Problem description>
Pull out each line of the material below that contains the string "doorway". Case counts, so only lines with that same capitalization qualify.

Input rows>
* * *

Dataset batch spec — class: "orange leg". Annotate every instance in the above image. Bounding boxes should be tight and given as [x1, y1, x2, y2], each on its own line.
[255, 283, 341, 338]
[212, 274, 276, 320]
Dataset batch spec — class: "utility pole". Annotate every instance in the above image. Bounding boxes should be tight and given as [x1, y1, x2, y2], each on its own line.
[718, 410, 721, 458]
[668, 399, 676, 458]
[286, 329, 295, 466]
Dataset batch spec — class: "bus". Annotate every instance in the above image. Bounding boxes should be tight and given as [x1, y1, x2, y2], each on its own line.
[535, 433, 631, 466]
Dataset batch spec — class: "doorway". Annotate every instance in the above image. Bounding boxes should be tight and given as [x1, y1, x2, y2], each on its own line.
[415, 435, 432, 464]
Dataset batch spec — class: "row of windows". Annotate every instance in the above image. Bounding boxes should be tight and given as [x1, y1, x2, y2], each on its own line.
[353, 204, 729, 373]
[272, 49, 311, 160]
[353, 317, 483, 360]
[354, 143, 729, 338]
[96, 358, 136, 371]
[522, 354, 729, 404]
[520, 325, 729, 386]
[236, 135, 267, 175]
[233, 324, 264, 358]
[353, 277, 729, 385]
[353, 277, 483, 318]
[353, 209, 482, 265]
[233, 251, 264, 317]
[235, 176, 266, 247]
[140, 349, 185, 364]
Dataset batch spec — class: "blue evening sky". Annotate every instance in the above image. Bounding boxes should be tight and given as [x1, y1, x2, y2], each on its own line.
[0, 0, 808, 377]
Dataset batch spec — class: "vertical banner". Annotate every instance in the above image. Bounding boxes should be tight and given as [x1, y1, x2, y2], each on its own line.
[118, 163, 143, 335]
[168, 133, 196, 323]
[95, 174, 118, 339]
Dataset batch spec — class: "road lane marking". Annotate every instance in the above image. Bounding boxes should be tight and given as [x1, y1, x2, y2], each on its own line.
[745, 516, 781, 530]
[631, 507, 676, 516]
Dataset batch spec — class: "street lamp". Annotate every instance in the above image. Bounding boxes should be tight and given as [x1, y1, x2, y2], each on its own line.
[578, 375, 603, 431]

* * *

Response>
Dataset batch spec — class: "doorway". Annotate every instance in the above image. Bounding boxes should be tight and given as [x1, y1, x2, y2], each on its own line.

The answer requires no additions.